**STATED GOAL**
Reproduce only the stretch of records from the start through the line containing "[(336, 419)]", requests included, and shift every coordinate in the answers by adding 132 to it. Leave the numbers in the requests and their format samples unchanged.
────────────────
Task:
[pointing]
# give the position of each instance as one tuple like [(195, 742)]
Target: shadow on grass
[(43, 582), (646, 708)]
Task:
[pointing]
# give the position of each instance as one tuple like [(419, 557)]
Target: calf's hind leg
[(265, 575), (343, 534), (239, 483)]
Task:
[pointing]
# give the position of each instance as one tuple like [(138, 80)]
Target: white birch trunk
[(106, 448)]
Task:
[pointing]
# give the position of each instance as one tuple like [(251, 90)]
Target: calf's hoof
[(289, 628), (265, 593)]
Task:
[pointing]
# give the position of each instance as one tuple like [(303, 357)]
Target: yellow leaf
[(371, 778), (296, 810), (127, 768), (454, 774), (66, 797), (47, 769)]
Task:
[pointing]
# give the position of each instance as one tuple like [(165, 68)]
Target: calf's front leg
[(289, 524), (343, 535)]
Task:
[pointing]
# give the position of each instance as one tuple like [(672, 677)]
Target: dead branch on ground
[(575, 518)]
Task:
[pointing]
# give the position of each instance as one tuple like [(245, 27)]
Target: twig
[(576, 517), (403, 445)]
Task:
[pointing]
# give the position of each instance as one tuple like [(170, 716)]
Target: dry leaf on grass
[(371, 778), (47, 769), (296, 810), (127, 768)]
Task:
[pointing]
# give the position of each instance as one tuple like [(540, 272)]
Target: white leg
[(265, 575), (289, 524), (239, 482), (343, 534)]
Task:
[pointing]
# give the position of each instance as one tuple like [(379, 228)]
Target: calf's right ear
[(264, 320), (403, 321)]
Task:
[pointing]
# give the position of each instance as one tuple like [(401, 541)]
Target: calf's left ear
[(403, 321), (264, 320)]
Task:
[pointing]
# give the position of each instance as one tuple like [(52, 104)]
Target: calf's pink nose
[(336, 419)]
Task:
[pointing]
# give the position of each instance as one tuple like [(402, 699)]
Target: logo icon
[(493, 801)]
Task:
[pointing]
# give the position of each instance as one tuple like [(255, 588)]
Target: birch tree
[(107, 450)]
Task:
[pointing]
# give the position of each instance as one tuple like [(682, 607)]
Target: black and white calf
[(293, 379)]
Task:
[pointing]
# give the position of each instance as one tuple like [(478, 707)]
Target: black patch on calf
────────────────
**OUTPUT FOR THIS TASK**
Task:
[pointing]
# give the position of each instance as one tuple like [(195, 742)]
Target: shadow on grass
[(175, 714), (778, 840)]
Task:
[pointing]
# give the position of each instance as one tuple like [(419, 557)]
Target: calf's hind leg
[(397, 707), (475, 666), (371, 615)]
Task:
[pointing]
# give the position of each instance as one tuple like [(138, 80)]
Target: white birch trunk
[(238, 580)]
Task:
[pointing]
# give the position of each instance as one tuple like [(251, 90)]
Target: calf's hoof
[(421, 760), (397, 725)]
Task:
[pointing]
# give the position of each instance as one tuple like [(303, 357)]
Target: yellow leaf
[(503, 910), (428, 942), (259, 900), (586, 906), (198, 929), (179, 901)]
Task:
[pointing]
# give the position of each instance as one tuple like [(165, 68)]
Target: calf's front leg
[(421, 656), (475, 667)]
Task:
[pointing]
# give the position of each instance as one tuple like [(672, 677)]
Target: dead branch on ground
[(707, 650)]
Task:
[pointing]
# give the position of each instance as one tuple like [(245, 27)]
Target: twig
[(708, 649), (535, 577)]
Task:
[pointing]
# give the position of each instance as one tuple like [(170, 716)]
Target: dry leaf on grass
[(503, 910), (179, 901), (428, 942), (259, 900)]
Task:
[pointing]
# give the position of each instance as one tuple like [(540, 272)]
Target: white leg
[(397, 707), (421, 656), (371, 614), (475, 666)]
Task:
[pointing]
# give the position of each instance as one tuple like [(379, 228)]
Target: calf's right ear
[(396, 452), (535, 453)]
Task:
[pointing]
# give the position of each instance as one tuple like [(401, 541)]
Target: calf's left ear
[(535, 453), (396, 452)]
Task:
[pointing]
# give the position of each instance as one tuple like [(52, 104)]
Target: calf's pink nose
[(468, 551)]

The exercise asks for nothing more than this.